■ What is being asked: Output the entries from the start through the line containing "x=670 y=415" as a two-column CSV with the headers text and answer, one row per entry. Put each value in a single quoted field with line breaks turned into spaces, and leave out the pictures.

=== Data to process ===

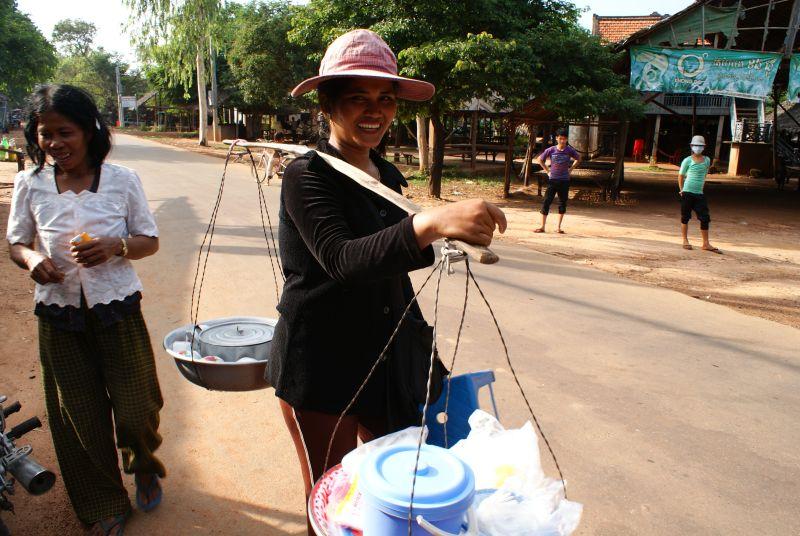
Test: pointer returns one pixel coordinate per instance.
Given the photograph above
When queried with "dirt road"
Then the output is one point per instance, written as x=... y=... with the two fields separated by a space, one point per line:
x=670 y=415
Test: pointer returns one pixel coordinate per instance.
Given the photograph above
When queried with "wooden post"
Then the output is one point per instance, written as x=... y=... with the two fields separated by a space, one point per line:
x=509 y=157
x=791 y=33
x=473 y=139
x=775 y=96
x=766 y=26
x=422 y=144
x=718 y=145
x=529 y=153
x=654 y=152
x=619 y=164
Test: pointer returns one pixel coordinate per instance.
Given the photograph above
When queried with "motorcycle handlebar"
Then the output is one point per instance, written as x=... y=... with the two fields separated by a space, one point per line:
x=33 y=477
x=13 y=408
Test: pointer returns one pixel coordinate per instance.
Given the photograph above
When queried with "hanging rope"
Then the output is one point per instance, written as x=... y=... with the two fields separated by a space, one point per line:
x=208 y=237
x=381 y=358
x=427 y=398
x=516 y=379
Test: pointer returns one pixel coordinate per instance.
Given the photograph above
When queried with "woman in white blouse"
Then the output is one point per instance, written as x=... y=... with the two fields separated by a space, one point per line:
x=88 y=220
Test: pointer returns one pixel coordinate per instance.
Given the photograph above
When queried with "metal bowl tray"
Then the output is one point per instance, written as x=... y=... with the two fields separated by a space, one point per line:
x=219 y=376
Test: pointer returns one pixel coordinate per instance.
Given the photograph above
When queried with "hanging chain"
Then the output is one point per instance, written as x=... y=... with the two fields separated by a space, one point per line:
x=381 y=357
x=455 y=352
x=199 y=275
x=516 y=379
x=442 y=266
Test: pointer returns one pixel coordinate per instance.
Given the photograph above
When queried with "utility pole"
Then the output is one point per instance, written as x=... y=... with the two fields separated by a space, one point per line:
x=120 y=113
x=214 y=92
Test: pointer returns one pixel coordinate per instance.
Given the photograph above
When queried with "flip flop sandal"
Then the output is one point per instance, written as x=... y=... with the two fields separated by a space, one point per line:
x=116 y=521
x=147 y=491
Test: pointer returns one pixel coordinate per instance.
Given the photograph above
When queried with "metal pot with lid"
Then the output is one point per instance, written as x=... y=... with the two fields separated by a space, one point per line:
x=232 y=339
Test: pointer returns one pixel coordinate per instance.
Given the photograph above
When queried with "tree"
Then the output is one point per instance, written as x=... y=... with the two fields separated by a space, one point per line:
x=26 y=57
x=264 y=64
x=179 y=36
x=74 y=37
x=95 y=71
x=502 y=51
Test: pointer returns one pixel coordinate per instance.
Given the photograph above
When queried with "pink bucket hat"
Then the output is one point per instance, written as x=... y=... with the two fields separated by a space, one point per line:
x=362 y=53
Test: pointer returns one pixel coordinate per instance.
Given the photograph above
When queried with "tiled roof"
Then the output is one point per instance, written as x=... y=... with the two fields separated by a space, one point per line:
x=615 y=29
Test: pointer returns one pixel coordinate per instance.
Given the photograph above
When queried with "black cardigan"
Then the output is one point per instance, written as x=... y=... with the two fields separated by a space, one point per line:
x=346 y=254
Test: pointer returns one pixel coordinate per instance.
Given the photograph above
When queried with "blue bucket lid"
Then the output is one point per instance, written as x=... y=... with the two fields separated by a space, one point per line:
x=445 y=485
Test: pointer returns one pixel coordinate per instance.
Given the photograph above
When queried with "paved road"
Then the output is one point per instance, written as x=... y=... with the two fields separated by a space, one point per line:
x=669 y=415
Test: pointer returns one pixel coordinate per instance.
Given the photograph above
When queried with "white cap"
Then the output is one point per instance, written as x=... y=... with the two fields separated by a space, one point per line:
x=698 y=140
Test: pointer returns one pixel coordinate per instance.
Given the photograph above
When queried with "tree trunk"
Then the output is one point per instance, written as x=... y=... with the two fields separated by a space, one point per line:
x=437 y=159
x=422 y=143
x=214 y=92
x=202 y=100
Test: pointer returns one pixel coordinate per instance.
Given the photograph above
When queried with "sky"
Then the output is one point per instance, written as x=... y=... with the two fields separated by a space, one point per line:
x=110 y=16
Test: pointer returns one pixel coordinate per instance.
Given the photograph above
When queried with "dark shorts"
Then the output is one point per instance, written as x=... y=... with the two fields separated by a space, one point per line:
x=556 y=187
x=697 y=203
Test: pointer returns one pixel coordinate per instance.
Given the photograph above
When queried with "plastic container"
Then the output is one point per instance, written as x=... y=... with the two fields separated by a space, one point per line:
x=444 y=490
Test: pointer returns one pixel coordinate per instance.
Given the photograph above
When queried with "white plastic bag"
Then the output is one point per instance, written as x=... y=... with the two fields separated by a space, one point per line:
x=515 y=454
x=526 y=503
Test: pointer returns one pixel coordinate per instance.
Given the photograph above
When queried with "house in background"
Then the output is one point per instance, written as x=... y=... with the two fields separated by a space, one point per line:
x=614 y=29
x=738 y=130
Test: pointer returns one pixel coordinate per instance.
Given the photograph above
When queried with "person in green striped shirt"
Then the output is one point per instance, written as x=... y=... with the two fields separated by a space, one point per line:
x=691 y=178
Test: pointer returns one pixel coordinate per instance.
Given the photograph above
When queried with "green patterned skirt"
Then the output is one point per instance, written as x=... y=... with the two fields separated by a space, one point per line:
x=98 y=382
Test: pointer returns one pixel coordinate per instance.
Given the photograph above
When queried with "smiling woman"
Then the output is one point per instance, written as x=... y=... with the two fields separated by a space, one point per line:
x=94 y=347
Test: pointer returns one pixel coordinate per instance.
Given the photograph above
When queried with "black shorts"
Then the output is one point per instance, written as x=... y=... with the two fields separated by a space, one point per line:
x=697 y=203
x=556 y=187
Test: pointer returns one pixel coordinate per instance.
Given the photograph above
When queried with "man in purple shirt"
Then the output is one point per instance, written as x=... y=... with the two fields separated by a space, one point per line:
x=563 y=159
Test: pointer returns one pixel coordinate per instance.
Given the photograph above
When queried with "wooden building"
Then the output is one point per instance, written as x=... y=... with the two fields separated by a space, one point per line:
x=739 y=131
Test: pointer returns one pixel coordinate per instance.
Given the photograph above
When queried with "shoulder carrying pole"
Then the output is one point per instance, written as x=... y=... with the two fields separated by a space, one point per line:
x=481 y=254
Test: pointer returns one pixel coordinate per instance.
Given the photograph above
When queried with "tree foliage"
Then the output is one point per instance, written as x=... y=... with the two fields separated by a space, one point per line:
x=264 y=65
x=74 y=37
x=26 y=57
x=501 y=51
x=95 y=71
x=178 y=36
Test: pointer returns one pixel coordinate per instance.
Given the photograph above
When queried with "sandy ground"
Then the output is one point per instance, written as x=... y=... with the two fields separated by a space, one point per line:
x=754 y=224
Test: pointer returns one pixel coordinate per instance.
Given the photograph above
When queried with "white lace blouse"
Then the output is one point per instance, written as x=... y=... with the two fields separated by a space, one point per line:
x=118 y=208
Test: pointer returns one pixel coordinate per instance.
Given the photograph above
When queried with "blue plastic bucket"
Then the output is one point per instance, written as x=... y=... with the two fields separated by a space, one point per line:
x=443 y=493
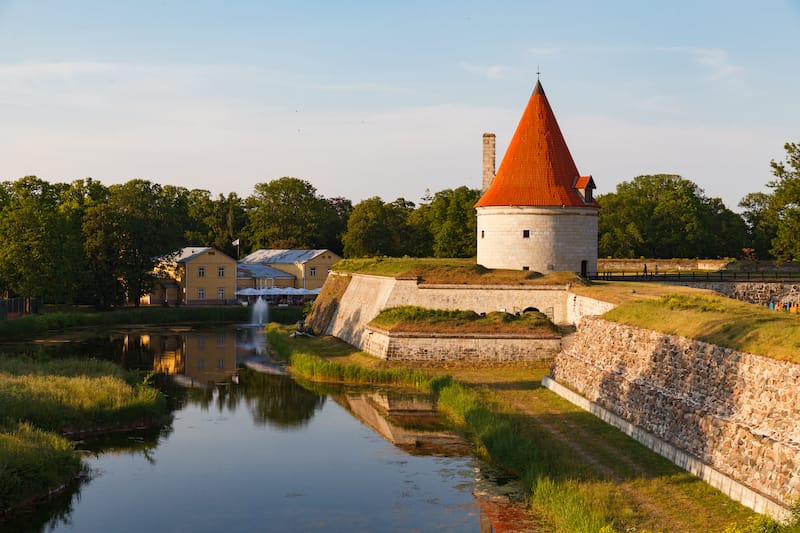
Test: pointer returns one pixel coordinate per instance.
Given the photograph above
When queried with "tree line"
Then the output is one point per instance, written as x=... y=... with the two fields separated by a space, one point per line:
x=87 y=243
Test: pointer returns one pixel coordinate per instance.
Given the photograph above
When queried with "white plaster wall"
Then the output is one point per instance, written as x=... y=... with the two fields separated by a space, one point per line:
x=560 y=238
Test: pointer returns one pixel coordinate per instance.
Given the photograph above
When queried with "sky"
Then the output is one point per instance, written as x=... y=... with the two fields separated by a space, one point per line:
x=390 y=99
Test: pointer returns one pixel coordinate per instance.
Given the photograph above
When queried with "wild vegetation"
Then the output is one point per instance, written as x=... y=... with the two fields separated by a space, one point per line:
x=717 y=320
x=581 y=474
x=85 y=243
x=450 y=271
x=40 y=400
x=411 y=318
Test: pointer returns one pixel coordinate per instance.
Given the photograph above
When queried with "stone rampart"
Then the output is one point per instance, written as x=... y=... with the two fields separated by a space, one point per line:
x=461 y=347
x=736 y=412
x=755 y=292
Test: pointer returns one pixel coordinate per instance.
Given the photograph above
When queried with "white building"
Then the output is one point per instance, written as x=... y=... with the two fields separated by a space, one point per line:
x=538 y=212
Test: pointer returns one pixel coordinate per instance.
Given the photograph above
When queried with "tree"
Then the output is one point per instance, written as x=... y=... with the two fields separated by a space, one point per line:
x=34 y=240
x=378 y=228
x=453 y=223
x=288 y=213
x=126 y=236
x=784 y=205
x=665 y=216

===

■ Result of the exercise:
text,answer
"Test: pointer returns one pixel coordinate per instance. Given the photograph above When queried with ""dirt road"" Then the output is one point per instance, written as x=... y=... with the two fields separated by a space, one point per line:","x=670 y=415"